* _WHAT TO PRODUCE_: The records below are to be duplicated exactly as they appear.

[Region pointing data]
____________________
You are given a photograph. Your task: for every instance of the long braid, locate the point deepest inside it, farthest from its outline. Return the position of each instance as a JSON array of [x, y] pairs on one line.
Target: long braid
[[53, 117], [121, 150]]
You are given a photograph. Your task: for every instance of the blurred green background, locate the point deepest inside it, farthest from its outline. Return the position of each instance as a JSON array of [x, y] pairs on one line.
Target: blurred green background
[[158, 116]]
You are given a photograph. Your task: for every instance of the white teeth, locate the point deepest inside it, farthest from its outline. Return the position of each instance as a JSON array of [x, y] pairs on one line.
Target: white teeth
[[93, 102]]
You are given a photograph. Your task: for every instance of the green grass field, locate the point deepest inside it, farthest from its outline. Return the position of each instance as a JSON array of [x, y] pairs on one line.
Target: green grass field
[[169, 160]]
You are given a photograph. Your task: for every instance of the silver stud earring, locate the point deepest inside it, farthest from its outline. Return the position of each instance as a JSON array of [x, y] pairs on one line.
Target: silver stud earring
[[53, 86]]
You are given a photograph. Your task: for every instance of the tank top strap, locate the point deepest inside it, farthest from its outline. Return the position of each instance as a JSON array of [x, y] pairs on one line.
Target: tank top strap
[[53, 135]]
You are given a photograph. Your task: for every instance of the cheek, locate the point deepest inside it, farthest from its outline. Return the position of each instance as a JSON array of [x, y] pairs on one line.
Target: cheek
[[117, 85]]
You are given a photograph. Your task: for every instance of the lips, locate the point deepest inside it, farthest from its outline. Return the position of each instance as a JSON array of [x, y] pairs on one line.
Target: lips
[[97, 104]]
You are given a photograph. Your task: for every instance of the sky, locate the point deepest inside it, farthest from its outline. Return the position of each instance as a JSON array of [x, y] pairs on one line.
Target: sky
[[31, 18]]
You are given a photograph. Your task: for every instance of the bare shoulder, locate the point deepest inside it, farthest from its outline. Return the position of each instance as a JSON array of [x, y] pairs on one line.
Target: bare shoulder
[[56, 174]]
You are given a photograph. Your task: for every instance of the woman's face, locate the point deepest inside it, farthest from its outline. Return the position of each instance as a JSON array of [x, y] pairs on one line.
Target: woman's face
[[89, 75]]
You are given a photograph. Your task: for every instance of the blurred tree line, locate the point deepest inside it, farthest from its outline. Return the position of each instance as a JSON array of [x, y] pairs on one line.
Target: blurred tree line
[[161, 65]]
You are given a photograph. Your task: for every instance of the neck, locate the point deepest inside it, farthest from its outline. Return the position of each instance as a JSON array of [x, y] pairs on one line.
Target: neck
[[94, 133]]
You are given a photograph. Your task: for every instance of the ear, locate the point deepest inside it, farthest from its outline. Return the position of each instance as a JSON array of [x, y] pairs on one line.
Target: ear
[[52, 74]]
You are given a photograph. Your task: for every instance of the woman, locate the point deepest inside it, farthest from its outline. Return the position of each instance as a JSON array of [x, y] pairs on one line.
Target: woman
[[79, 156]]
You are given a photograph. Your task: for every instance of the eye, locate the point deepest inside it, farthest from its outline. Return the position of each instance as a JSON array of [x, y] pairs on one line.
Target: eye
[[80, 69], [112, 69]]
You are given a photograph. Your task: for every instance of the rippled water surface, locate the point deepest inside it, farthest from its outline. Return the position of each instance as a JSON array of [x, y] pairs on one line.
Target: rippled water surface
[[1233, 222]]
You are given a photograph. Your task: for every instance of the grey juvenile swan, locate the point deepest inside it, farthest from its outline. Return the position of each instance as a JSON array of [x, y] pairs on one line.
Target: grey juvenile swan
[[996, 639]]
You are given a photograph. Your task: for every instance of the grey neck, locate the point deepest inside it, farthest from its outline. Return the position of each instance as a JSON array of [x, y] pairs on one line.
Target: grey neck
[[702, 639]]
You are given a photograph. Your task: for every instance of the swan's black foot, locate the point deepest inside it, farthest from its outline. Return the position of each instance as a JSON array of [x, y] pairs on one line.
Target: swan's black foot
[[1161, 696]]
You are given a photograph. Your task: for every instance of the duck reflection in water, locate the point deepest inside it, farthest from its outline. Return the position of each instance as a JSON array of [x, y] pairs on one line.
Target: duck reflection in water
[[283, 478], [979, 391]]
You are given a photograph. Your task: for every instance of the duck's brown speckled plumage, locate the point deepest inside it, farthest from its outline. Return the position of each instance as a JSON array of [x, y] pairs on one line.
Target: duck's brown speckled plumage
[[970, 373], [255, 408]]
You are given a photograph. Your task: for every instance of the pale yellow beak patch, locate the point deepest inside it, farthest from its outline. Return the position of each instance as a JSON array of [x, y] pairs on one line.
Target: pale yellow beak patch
____________________
* _RESULT_:
You are given a photograph. Your task: for every instance of the long braid, locate the point deepest inside it, farthest from its outline. Return the position of each instance as a JSON array of [x, y] pairs on one line.
Target: long braid
[[53, 117], [121, 150]]
You are given a photograph. Your task: for every instance of the blurred green background, locate the point deepest inside it, farthest from its outline. Return the position of each instance as a JSON array of [x, y] pairs on one line.
Target: blurred green background
[[158, 116]]
You are given a photograph. Your task: for every instance of the white teeth, locate the point deepest inside it, farthest from its outline. Return the position of each instance as a JSON array of [x, y] pairs on one line.
Target: white teeth
[[93, 102]]
You are given a photograph. Your task: for every instance of the green grass field, locate the point deepest inside it, farthest from its outline. Return the position of each instance as a JSON array of [x, y] pairs on one line.
Target: green grass field
[[169, 160]]
You are given a photograph. Your task: for every instance of the silver stud earring, locate the point deepest inside it, farthest from its outline. Return the position of each instance as a JSON array of [x, y] pairs on one line.
Target: silver stud earring
[[53, 86]]
You are given a photograph. Your task: for every instance of the tank top strap, locate the point deepest inside it, farthest from its outline. Return the position of each instance as a JSON array of [x, y] pairs on one line.
Target: tank top strap
[[53, 135]]
You are given a photograph. Your task: for every instance of the cheek, locate the point deepest inside it, farthest from its outline. Return the position of each instance as a JSON array of [x, y] pairs on one line.
Target: cheek
[[117, 85]]
You are given a photograph. Your task: for every instance of the lips, locate the point deepest inside it, farthest from its outline. Return the position of each instance as a JSON array of [x, y] pairs on one line.
Target: lips
[[97, 104]]
You are given a photograph. Your task: for every instance of the sky, locate the point deepest inside it, farthest from its outline. Return the position of each instance as a JSON array of [x, y] pairs on one line.
Target: sky
[[31, 18]]
You are given a photograph. Your task: for every instance of the bare shoulder, locate the point deepest inside it, farthest from its outline. Return the position of each instance as a JSON array of [x, y] pairs on one line.
Target: bare shoulder
[[56, 174]]
You are given a photograph. Your task: for every instance of the woman's face, locate the point deepest inside it, farthest from its outline. Return the position of each instance as a JSON array of [x, y] pairs on one line.
Target: woman's face
[[89, 75]]
You are given a photograph. Your task: for every instance of the blurred tree line, locate the point deepest inside it, farthest from its outline. Return the position of each instance as a JSON array of [x, y] pairs on one line.
Target: blurred tree line
[[161, 65]]
You are given a photograph. Your task: for every instance of the neck, locate the point deepest inside it, farthest from its outline. Return the position of each instance as a JSON array of [x, y] pairs on one line.
Target: neck
[[94, 133]]
You are given a photograph. Your task: for every instance of the ear, locate the point deepest inside it, farthest from its outline. Return the position of each instance as a JSON array of [x, y] pairs on one line.
Target: ear
[[52, 74]]
You are given a photograph. Your task: for every instance of the woman, locate the point deepest inside it, farthest from its outline. Return the position of each instance as a JSON array of [x, y] pairs on one line.
Target: woman
[[79, 156]]
You are given a photograph. Your task: for every instance of the eye, locate the point deepest inside it, farthest from its outline. Return the position of each instance as a JSON array of [x, y] pairs on one line.
Target: eye
[[80, 69], [112, 69]]
You are given a photograph. Your task: for every instance of the rippled water surface, locate the point deepest inside it, farthest from its outline. Return the position of each instance as a JSON array of [x, y] pairs on one line.
Target: rippled water surface
[[1233, 222]]
You are given a photograph. Your task: for every instance of the grey juvenile swan, locate the point deepest inside it, farthest from its outline. Return the position of each instance as a JSON array of [x, y] pairs on one line.
Target: grey juvenile swan
[[996, 639]]
You are given a photograph. Your task: for every instance of the grey neck, locate the point deepest inside it, farthest from its outline. Return the position of each instance as a JSON array of [x, y] pairs on one line.
Target: grey neck
[[702, 639]]
You are given a photograph. Your task: for every instance of the swan's black foot, locate the point deepest inside it, farthest from its outline. Return the position of each instance as a JSON array of [x, y] pairs on one line.
Target: swan's black foot
[[1161, 696]]
You are given a photograph. Your task: for every instance of the duck reflection in water, locate the point deepest inside it, farthest from its outline. Return the position of each instance as a JSON array of [x, y] pairs on one line.
Target: duck reflection in water
[[283, 478], [979, 391]]
You are given a photograph. Your task: for every instance of the duck's brown speckled plumage, locate the point deepest inside it, farthest from its outline. Return the position of each instance as a JSON array of [x, y] pairs on one line.
Target: duck's brown speckled plumage
[[970, 373], [255, 408]]
You are given a photograph. Your task: for every instance of the pale yellow beak patch, locate the point deepest inside it, farthest from its outline. Return the position of each instance as a JSON array of [x, y] pairs on one line.
Target: pale yellow beak patch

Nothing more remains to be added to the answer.